[Dataset records about object locations]
● ● ● ●

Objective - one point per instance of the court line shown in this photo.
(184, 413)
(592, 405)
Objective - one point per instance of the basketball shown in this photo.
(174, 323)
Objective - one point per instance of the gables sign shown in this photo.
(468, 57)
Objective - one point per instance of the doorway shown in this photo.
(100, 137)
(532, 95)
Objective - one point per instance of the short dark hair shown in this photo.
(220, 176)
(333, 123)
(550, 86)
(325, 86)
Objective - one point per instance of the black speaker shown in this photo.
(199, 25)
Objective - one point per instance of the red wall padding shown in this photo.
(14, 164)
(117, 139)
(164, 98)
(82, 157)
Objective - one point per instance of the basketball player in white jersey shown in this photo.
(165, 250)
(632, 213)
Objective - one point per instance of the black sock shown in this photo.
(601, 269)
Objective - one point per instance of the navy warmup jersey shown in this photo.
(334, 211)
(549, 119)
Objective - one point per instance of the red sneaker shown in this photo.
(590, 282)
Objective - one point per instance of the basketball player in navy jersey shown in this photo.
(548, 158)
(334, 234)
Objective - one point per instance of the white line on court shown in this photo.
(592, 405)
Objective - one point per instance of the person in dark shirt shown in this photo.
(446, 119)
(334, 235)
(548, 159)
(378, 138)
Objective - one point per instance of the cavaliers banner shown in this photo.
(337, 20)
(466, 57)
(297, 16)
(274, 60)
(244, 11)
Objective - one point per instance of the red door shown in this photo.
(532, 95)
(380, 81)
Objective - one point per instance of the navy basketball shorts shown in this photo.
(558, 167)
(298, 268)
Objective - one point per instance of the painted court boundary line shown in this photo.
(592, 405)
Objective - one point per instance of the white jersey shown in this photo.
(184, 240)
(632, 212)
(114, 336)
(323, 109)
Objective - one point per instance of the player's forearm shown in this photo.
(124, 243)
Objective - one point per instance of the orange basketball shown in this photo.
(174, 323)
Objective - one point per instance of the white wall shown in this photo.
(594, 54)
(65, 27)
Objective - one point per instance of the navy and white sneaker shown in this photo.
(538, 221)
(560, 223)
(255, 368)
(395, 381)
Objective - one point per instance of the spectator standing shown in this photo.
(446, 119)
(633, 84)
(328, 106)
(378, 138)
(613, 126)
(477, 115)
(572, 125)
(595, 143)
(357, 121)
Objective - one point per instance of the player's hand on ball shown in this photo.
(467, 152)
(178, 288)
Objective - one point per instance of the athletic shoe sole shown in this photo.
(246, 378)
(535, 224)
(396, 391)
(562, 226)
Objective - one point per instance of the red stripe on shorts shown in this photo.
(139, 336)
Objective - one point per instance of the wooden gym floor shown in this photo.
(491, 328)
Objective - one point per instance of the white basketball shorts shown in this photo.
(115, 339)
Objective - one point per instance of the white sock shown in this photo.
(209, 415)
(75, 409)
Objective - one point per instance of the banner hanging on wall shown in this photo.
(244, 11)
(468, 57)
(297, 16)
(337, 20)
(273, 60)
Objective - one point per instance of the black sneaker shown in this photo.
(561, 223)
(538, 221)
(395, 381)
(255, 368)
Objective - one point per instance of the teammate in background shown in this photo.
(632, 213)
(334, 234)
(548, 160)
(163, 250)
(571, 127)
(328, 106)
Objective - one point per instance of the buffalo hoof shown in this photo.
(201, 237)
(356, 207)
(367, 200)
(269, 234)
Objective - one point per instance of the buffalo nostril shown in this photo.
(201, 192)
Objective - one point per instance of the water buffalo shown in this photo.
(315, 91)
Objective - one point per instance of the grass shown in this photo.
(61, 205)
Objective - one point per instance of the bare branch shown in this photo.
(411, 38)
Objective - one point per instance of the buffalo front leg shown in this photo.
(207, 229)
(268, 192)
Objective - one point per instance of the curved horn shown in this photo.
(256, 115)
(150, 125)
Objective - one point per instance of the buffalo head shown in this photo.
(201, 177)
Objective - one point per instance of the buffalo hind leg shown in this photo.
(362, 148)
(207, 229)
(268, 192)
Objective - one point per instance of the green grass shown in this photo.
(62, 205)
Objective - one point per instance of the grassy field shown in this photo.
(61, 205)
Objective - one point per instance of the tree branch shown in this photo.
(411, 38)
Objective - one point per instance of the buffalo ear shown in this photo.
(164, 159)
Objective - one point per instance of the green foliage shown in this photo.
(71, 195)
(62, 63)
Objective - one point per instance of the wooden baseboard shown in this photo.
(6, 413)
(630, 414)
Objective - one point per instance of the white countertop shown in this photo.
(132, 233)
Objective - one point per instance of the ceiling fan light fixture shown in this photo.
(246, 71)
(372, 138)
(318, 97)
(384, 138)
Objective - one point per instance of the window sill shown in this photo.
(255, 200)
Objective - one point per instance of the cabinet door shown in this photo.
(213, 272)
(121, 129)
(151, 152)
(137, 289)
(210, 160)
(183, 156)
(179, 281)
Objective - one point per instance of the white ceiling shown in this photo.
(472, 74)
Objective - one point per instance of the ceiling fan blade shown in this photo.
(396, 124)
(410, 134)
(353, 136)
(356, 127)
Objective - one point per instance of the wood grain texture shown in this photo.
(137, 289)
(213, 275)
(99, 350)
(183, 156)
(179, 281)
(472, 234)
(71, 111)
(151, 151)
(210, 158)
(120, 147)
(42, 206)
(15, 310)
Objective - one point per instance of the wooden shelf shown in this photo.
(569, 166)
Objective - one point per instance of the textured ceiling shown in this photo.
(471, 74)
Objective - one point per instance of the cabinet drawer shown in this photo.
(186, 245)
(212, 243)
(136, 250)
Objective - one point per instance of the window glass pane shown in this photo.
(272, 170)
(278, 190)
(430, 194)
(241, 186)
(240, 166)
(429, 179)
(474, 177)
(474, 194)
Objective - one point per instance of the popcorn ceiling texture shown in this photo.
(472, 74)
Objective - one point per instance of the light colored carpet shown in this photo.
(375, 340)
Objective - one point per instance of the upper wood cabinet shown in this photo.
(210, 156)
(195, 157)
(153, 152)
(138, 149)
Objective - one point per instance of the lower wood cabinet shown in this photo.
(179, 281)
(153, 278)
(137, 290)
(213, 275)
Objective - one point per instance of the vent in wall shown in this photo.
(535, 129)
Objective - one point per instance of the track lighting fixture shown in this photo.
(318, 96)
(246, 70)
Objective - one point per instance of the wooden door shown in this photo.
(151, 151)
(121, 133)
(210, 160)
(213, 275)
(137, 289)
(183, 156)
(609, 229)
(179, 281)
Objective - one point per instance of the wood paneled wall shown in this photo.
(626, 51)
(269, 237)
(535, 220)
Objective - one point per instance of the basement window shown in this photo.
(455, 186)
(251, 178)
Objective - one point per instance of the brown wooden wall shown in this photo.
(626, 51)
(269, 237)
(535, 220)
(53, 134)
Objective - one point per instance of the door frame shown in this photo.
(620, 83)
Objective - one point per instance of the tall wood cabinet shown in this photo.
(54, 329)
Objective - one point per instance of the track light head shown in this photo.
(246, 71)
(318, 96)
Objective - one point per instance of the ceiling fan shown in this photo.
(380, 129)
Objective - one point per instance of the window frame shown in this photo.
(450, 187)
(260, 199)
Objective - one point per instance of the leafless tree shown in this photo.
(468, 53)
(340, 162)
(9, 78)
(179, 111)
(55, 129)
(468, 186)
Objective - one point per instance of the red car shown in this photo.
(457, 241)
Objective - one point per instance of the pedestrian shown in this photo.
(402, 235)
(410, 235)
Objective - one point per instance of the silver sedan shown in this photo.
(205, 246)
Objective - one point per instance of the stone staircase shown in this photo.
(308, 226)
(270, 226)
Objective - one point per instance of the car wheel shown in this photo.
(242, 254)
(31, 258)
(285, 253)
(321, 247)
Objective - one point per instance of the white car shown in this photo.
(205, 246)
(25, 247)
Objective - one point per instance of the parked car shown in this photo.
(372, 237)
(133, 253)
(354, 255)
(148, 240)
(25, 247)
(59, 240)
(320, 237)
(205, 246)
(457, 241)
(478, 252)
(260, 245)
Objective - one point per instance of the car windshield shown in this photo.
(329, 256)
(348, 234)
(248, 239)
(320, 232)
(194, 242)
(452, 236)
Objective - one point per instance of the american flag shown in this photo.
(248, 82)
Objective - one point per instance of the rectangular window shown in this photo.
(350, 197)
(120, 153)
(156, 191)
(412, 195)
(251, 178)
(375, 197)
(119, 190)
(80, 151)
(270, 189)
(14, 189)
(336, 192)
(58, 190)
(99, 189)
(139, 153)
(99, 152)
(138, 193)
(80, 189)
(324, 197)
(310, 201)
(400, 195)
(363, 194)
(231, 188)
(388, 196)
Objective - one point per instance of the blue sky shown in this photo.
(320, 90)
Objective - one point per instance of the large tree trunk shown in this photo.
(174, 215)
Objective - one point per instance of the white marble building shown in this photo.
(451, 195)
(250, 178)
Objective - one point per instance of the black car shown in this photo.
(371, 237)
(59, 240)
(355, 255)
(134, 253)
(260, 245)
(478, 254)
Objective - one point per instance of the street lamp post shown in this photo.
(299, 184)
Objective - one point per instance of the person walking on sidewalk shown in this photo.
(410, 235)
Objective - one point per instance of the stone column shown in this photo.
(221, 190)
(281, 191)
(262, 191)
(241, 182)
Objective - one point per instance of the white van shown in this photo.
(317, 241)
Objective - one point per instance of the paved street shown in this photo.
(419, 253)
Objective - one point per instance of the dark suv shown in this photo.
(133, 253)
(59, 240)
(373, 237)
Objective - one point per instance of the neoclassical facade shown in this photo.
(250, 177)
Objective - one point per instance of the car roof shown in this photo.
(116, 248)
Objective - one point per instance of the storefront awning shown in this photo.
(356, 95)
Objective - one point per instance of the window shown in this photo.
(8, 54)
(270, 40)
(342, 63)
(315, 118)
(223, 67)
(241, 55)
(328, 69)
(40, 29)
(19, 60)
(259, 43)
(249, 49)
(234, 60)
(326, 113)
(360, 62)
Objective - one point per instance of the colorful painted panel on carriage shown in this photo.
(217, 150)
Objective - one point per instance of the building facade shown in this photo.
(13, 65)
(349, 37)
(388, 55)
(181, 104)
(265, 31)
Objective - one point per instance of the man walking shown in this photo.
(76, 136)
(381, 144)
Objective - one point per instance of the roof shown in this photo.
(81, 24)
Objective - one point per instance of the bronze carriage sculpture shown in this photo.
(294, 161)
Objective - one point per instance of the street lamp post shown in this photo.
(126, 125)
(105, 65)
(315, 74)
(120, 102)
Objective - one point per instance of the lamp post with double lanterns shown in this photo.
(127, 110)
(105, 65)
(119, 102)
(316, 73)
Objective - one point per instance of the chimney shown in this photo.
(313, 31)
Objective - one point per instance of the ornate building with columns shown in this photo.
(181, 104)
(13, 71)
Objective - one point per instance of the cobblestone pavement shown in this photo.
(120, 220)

● ● ● ●

» **Instructions to follow**
Copy the stretch of the records from the line containing "Objective - one point per instance of the lamp" through the end of the records, both included, reproducing each line without changes.

» **The output**
Objective - one point per instance of the lamp post with double lanterns shown in this photo.
(127, 110)
(105, 65)
(119, 102)
(316, 73)
Objective - one point per instance of the chimney shown in this photo.
(313, 31)
Objective - one point per instance of the ornate building with columns shown in this photo.
(181, 104)
(13, 71)
Objective - one point per instance of the cobblestone pavement shown in this photo.
(120, 220)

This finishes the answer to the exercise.